Problem A: Pull out every line of the records that contains the string "street".

Document section:

# Help for Brain Lara Cricket 2007



## Sathish (Jun 13, 2008)

Hi friends,

recently  i installed BLC 2007, and i confused about keyboard control.
i dont know the keyboard controls of batting and bowling.
the games also dont have any detailed settings on keyboard control.

anyone plzz tell about all keyboard controls of batting and bowling...


----------



## desiibond (Jun 13, 2008)

Take a coaching mode first.


----------



## the great one (Jun 13, 2008)

This is really a bad game frm codemaster , even after the fielding restrictions are over the AI of the game does not adjust the fielding even if u are scoring 10 runs per over...
any patch available for correcting this problem........


----------



## Sathish (Jun 14, 2008)

desiibond said:


> Take a coaching mode first.




Coaching Mode does not clearly mention exact keyboard contorl for every shot.. 

Any other manual or refernces from Codemasters>


----------



## dheeraj_kumar (Jun 14, 2008)

Check www.gamefaqs.com


----------



## amrawtanshx (Jun 14, 2008)

the great one said:


> This is really a bad game frm codemaster , even after the fielding restrictions are over the AI of the game does not adjust the fielding even if u are scoring 10 runs per over...
> any patch available for correcting this problem........



Ya...It is....Though no patch available.....Very slow game....Thats why I prefer EA Cri 07 for its faster gameplay...

Even if they adjust their field...gaps are still available..And u can hit over their head


----------

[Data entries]
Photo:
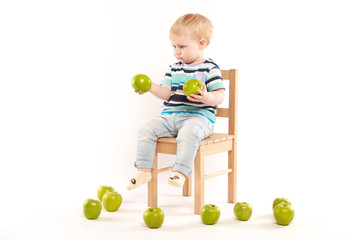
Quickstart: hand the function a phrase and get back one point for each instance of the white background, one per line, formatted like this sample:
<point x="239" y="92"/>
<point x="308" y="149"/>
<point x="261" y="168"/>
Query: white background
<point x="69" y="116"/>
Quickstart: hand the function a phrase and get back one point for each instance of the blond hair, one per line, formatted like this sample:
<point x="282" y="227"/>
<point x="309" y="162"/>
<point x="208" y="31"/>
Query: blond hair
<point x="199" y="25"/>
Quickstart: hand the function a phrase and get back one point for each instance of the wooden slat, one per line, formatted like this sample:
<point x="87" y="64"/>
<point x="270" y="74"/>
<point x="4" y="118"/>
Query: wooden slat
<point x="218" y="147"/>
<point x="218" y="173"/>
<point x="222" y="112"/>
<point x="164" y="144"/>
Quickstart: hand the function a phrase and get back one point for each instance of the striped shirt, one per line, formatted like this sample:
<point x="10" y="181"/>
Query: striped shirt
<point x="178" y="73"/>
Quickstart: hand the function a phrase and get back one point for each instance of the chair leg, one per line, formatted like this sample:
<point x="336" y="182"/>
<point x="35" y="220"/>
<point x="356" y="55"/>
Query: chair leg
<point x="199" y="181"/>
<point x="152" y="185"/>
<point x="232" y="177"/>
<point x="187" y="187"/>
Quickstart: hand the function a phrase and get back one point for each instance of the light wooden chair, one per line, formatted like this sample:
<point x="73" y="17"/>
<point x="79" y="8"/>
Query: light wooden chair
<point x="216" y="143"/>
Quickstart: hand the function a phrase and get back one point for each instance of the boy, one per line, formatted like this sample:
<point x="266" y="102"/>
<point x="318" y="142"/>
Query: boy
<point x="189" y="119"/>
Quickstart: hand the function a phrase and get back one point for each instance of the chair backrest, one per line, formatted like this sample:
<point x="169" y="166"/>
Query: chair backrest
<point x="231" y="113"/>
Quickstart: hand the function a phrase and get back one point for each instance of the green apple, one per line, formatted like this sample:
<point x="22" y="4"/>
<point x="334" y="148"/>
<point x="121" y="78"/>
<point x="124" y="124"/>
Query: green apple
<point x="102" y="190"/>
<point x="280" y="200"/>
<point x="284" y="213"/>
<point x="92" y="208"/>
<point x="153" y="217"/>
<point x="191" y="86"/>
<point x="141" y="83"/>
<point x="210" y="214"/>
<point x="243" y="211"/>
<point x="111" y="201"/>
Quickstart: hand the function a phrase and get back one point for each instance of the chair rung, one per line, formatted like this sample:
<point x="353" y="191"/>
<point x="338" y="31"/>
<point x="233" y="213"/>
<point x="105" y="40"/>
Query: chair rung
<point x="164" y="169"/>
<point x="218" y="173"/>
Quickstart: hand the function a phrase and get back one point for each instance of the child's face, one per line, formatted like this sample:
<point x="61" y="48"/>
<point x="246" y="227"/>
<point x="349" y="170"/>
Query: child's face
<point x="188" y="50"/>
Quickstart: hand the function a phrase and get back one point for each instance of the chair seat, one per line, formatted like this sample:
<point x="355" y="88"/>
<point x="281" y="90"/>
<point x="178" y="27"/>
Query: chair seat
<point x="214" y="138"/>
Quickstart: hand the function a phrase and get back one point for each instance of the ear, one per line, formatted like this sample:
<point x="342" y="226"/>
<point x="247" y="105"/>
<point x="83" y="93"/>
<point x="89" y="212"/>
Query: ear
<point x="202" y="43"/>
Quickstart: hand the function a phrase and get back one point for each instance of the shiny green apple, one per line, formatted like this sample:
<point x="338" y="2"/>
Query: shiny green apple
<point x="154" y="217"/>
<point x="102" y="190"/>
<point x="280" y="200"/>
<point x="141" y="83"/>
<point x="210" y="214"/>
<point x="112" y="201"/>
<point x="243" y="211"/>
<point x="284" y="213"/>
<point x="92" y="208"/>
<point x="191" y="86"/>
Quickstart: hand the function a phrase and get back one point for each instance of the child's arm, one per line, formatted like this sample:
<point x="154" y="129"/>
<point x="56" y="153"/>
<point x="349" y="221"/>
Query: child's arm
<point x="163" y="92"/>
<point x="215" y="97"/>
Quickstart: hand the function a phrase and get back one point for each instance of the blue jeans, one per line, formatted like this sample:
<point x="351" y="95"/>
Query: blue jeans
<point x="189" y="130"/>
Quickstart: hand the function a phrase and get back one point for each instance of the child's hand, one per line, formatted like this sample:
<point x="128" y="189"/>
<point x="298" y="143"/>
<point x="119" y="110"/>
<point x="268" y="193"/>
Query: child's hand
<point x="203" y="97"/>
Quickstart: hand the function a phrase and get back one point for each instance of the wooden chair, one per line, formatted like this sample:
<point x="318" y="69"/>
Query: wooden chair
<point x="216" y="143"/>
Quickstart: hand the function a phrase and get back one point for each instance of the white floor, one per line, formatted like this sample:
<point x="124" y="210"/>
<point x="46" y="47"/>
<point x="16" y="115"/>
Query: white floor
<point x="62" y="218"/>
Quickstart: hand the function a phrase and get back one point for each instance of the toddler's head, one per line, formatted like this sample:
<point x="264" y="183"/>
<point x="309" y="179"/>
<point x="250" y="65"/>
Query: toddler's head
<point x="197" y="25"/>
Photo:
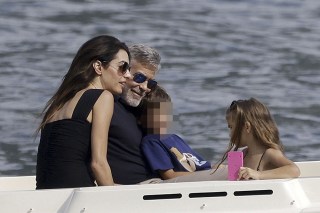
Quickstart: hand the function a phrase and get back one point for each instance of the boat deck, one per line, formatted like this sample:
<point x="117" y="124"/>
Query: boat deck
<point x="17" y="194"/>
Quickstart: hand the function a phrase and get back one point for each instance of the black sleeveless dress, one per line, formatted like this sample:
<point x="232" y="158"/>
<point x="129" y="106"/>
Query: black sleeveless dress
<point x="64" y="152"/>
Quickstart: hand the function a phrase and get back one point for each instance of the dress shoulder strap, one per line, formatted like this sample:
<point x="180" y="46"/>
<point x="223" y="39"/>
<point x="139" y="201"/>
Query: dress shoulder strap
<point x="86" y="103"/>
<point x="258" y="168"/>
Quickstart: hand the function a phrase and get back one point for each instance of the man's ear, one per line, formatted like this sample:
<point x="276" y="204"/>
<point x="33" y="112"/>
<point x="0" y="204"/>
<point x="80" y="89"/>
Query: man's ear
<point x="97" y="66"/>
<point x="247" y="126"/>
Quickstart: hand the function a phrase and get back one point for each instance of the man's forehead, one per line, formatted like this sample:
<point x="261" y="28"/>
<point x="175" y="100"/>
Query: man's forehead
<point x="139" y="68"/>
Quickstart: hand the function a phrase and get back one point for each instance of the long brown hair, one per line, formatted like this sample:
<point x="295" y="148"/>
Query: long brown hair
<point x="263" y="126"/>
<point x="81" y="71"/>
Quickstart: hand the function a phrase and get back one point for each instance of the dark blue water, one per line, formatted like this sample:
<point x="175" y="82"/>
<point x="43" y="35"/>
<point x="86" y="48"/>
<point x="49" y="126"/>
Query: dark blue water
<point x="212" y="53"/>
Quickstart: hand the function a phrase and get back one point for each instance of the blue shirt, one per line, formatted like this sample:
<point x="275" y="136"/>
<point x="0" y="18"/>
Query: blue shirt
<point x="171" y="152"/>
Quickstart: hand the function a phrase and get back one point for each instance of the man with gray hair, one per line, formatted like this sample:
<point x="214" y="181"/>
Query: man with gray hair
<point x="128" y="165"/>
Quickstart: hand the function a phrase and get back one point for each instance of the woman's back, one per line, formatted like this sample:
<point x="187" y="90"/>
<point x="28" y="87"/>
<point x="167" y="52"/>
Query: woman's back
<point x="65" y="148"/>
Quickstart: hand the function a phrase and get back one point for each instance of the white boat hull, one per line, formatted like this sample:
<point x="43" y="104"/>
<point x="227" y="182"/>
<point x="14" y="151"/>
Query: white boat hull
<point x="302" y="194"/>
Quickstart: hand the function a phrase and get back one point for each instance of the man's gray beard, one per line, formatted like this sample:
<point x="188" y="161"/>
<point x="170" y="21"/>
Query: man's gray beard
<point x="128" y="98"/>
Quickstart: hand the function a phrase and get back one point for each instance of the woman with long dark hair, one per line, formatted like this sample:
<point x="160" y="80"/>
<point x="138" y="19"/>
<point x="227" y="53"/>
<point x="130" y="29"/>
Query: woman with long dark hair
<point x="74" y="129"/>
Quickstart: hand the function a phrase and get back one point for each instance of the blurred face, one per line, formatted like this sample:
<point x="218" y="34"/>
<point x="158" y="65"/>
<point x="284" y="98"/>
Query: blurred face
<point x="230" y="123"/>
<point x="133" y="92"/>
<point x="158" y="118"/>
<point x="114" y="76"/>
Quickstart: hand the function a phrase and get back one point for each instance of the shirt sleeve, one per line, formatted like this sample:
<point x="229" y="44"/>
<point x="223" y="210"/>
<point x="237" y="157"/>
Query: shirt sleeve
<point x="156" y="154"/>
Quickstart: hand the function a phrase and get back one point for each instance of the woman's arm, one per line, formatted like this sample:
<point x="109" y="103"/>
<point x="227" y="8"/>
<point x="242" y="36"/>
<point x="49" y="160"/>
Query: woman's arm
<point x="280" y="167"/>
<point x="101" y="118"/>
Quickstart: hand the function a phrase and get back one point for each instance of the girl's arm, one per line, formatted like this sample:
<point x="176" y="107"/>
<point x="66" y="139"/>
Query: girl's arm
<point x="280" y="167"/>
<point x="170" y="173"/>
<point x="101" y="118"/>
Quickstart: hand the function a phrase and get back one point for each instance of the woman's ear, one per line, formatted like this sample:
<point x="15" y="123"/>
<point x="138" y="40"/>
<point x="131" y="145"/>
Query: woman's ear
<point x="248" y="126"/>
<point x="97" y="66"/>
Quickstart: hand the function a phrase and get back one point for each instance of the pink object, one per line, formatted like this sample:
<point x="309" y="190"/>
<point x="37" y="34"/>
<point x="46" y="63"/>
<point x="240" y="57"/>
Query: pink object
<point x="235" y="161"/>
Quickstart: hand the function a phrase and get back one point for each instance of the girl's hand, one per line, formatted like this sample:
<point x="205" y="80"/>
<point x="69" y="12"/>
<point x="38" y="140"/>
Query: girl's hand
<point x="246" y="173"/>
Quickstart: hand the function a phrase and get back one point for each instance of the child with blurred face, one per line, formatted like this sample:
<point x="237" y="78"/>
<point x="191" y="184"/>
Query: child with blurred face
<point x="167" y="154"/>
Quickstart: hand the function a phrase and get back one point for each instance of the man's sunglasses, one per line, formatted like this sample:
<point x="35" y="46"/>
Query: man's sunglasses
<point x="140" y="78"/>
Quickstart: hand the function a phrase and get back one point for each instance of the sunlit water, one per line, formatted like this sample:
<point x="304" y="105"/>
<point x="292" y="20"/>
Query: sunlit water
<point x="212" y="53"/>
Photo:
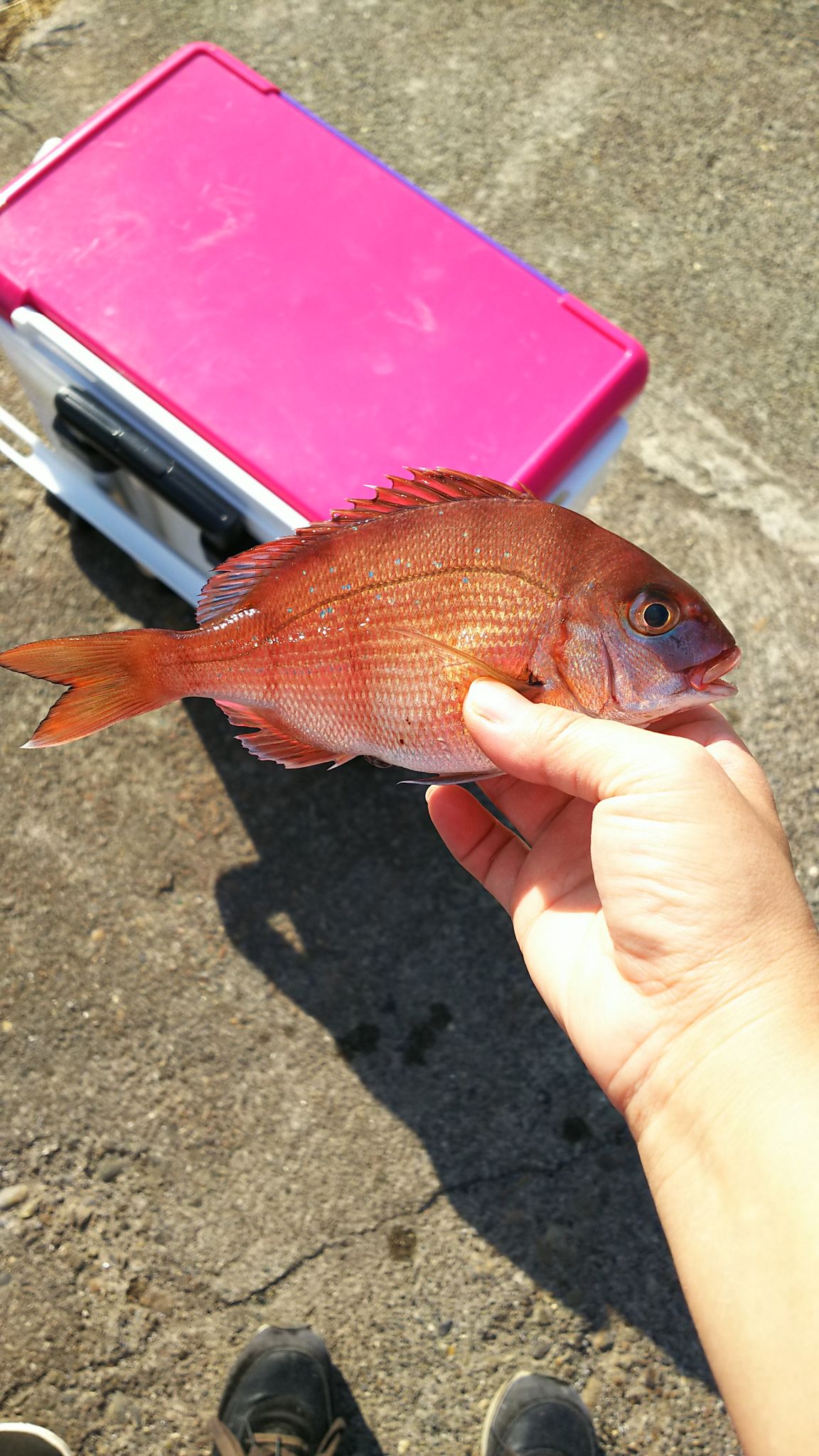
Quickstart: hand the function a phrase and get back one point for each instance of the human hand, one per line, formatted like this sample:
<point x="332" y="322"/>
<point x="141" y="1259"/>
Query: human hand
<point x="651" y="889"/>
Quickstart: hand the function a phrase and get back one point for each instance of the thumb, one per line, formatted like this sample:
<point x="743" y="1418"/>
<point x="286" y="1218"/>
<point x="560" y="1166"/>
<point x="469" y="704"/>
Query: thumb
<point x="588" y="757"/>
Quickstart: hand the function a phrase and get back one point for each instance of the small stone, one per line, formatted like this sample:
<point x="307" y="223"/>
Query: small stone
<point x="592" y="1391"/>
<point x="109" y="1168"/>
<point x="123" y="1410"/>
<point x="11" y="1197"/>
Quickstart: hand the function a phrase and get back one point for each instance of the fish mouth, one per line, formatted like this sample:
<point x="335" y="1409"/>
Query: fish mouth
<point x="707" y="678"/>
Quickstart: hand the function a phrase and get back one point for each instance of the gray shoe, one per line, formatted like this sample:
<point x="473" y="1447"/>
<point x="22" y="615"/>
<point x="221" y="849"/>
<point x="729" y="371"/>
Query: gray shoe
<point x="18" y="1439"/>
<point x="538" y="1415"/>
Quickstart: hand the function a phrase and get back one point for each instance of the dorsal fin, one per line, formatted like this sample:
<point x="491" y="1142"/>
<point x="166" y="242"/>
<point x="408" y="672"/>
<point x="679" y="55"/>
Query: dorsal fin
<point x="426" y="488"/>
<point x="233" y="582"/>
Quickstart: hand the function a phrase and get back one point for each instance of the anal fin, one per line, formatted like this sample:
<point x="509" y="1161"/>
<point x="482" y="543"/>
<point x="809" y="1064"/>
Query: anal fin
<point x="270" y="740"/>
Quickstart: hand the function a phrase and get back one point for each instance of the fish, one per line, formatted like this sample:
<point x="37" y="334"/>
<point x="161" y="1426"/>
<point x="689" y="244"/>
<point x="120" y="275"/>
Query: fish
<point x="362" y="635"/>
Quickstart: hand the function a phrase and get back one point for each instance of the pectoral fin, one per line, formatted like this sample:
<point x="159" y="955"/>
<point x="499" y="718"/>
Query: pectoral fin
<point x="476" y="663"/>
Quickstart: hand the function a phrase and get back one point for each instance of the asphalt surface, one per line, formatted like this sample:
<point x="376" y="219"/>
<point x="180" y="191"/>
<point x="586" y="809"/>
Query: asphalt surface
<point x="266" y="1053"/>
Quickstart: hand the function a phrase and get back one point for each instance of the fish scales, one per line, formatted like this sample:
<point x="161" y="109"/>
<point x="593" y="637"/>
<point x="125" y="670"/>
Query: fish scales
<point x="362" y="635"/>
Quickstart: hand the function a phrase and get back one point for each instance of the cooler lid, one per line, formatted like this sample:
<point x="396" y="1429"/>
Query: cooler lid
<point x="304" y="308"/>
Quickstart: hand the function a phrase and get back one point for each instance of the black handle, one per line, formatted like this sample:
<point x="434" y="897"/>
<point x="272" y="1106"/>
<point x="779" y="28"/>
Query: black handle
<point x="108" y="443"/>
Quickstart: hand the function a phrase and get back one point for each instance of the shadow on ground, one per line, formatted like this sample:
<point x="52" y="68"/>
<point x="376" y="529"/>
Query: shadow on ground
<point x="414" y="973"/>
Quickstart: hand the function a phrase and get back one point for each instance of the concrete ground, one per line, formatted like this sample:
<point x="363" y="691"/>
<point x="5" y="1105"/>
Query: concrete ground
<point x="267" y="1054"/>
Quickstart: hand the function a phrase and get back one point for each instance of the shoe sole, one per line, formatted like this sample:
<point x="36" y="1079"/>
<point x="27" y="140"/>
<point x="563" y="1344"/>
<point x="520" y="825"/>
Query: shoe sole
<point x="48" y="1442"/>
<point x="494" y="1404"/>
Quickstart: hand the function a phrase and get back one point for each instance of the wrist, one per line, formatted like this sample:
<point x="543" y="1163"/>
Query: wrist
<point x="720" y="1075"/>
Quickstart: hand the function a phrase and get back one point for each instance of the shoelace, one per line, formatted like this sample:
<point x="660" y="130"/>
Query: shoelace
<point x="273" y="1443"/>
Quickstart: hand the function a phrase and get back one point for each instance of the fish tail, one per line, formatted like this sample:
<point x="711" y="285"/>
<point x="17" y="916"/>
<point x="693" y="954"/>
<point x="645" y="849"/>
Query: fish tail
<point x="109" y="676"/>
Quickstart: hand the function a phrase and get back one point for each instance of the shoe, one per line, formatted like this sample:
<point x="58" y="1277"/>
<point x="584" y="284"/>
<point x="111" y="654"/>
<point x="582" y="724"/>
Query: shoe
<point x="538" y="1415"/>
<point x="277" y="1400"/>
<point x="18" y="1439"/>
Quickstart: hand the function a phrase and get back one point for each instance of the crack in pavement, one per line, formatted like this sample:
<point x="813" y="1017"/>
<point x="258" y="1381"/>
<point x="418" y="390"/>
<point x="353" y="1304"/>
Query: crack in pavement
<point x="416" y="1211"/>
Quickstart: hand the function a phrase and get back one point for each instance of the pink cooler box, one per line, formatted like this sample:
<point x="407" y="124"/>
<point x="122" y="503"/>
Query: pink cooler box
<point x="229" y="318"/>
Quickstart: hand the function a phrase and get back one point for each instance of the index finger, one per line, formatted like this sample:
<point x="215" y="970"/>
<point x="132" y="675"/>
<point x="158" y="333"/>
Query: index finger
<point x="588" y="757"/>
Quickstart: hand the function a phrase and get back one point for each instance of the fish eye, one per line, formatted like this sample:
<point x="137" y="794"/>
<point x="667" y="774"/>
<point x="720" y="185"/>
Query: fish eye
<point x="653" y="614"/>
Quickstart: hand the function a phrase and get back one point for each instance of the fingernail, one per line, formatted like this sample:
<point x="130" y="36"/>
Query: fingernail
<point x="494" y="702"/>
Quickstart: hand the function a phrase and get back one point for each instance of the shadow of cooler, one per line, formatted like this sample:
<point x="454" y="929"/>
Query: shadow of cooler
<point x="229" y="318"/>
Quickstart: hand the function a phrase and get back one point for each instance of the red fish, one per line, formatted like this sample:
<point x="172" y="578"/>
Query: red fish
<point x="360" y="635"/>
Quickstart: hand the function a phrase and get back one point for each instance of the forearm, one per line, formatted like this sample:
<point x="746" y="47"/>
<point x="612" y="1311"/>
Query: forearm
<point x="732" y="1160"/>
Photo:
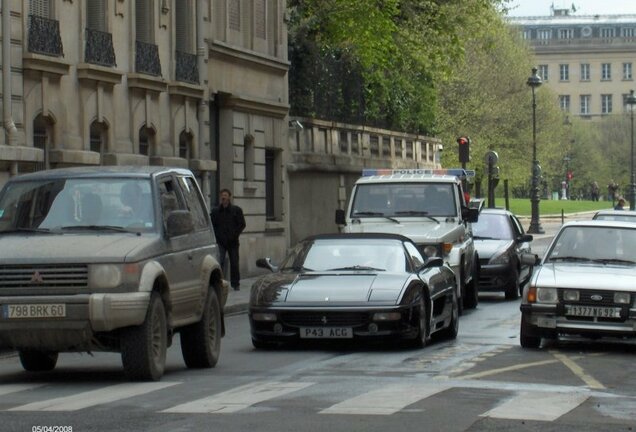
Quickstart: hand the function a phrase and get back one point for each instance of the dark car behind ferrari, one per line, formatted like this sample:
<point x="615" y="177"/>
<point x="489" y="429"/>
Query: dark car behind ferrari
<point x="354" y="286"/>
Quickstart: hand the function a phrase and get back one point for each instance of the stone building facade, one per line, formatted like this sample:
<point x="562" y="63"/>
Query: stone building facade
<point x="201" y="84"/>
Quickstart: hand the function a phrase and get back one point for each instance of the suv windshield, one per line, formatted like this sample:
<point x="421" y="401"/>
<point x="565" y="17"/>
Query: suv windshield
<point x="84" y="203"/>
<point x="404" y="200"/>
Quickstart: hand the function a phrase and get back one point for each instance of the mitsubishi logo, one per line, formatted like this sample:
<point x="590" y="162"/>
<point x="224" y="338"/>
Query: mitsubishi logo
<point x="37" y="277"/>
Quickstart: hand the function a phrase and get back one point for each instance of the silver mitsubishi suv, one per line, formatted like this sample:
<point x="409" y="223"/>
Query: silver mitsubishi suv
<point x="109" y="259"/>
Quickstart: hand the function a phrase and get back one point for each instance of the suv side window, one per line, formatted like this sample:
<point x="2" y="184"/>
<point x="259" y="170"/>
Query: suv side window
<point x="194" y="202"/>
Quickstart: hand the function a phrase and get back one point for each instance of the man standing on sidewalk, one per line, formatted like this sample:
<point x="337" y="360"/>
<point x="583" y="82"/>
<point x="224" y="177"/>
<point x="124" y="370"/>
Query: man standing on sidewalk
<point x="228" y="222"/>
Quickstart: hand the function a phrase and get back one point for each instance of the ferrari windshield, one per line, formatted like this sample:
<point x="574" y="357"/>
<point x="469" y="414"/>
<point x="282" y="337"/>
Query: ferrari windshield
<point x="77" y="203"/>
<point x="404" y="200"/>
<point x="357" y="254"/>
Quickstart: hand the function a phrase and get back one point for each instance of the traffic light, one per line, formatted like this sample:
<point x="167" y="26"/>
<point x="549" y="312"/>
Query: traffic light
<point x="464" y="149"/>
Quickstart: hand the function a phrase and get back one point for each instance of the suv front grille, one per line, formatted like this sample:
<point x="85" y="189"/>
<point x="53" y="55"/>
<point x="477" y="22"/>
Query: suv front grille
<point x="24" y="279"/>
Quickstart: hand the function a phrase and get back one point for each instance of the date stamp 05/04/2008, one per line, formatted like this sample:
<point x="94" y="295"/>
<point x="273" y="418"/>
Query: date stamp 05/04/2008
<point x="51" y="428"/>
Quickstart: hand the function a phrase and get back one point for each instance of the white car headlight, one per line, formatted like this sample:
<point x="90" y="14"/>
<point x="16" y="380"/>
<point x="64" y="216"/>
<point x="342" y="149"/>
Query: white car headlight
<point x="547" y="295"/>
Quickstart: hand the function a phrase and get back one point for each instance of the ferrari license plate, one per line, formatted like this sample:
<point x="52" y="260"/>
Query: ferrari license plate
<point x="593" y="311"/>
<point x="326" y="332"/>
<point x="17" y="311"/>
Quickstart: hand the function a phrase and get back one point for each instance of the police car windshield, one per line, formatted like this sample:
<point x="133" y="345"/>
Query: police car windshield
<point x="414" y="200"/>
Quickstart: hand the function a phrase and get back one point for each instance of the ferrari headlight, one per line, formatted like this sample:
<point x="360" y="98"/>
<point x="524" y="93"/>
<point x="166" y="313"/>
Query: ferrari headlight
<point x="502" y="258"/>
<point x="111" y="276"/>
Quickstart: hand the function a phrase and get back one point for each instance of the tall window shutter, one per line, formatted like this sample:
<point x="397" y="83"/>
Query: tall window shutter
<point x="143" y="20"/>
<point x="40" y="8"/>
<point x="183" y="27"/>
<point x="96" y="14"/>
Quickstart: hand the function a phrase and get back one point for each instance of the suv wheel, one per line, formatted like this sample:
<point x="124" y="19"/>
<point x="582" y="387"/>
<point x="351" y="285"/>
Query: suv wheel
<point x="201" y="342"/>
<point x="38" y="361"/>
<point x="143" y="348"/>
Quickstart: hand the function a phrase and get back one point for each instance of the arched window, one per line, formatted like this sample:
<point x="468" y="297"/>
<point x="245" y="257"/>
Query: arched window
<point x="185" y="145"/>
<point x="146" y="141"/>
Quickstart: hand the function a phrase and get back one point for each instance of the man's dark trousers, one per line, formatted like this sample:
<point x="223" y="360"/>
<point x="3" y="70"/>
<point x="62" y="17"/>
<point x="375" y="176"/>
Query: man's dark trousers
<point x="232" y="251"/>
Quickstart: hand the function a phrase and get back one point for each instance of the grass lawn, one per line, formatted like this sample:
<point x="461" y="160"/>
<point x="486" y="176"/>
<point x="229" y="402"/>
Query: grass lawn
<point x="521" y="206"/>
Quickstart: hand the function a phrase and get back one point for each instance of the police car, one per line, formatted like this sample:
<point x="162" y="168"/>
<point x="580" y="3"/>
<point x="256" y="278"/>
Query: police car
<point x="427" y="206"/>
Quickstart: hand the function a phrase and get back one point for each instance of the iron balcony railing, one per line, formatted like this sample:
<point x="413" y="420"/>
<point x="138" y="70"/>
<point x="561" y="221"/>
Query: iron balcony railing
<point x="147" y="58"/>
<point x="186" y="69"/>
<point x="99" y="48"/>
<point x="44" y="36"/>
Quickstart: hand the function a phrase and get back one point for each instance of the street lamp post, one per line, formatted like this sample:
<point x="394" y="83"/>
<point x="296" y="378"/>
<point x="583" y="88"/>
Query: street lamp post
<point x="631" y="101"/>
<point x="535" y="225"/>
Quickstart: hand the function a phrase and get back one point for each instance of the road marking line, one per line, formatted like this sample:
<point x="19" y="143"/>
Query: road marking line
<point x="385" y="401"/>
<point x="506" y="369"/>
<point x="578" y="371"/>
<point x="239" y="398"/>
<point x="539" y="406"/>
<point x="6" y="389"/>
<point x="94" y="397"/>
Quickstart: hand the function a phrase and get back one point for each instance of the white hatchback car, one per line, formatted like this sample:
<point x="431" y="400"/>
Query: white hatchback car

Problem B: In the forum thread about cricket game keyboard controls, which website does dheeraj_kumar tell people to check?

Result A:
Quickstart: hand the function a phrase and get back one point for each instance of the street lamp post, one per line, formatted like this sample:
Query: street lamp post

Result B: www.gamefaqs.com